EXERCISE:
According to the Paralympic swimming report, what was Tully Kearney's winning time in the S5 women's 100m freestyle final?

Kearney and Summers-Newton smash world records to claim Paralympic gold

Kearney and Summers-Newton smash world records to claim Paralympic gold

Great Britain won their first swimming gold medals of the Tokyo Paralympics after both Maisie Summers-Newton and Tully Kearney set world records in winning their events at the Tokyo Aquatics Centre.

The 19-year-old Summers-Newton came from behind after the first two legs of the SM6 women’s 200m individual medley, taking the lead on the breaststroke leg and clinging on in the freestyle finale to take gold in 2min 56.68sec ahead of Ukraine’s Yelyzaveta Mereshko.

Britain’s Ellie Simmonds, who provided inspiration for a young Summers-Newton with gold at London 2012, finished fifth in the final, with Grace Harvey sixth.

“I’m just absolutely speechless,” said Summers-Newton. “Paralympic gold is what I dreamed of ever since watching Ellie in London, so to do it now it definitely hasn’t sunk in yet. Just incredible, I’m so happy.”

Simmonds, who won the medley event in Rio to take her Paralympic gold-medal tally to five, could still add to her haul in the breaststroke on Saturday but could take comfort in the fact that the winner holds her in such high regard.

“It’s just insane. Ellie’s such a Paralympic icon everywhere,” said Summers-Newton. “I’ve got used to racing alongside her. At the start I was very starstruck. But she’s the loveliest person, and to race against her is incredible. It’s just all amazing.”

Earlier Kearney added S5 women’s 100m freestyle gold to the silver she secured in the 200m event on Wednesday. The 24-year-old from Nottingham was dominant in the final, finishing 3.41sec ahead of her nearest rival in a world-record time of 1min 14.39sec.

“I don’t think I have words to describe that – shock,. really,” said Kearney. “I didn’t expect to be able to go that quick. I said yesterday my fitness wasn’t where I wanted it because of the injury.

“Today I felt rubbish in the warm-up, I felt terrible in the heats, struggling to recover from yesterday and my sore shoulder and I was not expecting to be able to swim that quick. That is just insane. I was shocked that I had actually won.”

Britain’s Suzanna Hext, who had an asthma attack on Wednesday and was taken to hospital, missed out on a bronze by 0.06sec in the same race, her second fourth-place finish of the Games.

Elsewhere, Ellen Keane held on to win a dramatic women’s SB8 100m breaststroke by 0.39sec from New Zealand’s Sophie Pascoe to claim Ireland’s first gold of the Games.

The American Anastasia Pagonis took gold in the women’s S11 400m freestyle, the 17-year-old breaking the world record in the process, and there was also a world record for Ihar Boki in the men’s S13 100m backstroke – the Belarusian has two gold medals from two events and could add four more before the Games are out.

“I’m actually a bit in disbelief because my goggles filled up with water so I didn’t know where I was,” said Keane.

“I didn’t know where Sophie was or the other girls beside me. So to me it was just sticking to the gameplan. I just gave it my all.”

Natural-language object grounding data
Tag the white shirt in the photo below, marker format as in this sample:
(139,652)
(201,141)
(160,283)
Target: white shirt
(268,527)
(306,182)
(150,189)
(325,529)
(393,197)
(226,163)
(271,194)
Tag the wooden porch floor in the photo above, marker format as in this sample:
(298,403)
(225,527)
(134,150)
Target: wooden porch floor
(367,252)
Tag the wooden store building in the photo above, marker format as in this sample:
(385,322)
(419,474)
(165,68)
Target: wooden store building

TASK RESPONSE:
1min 14.39sec, a world record.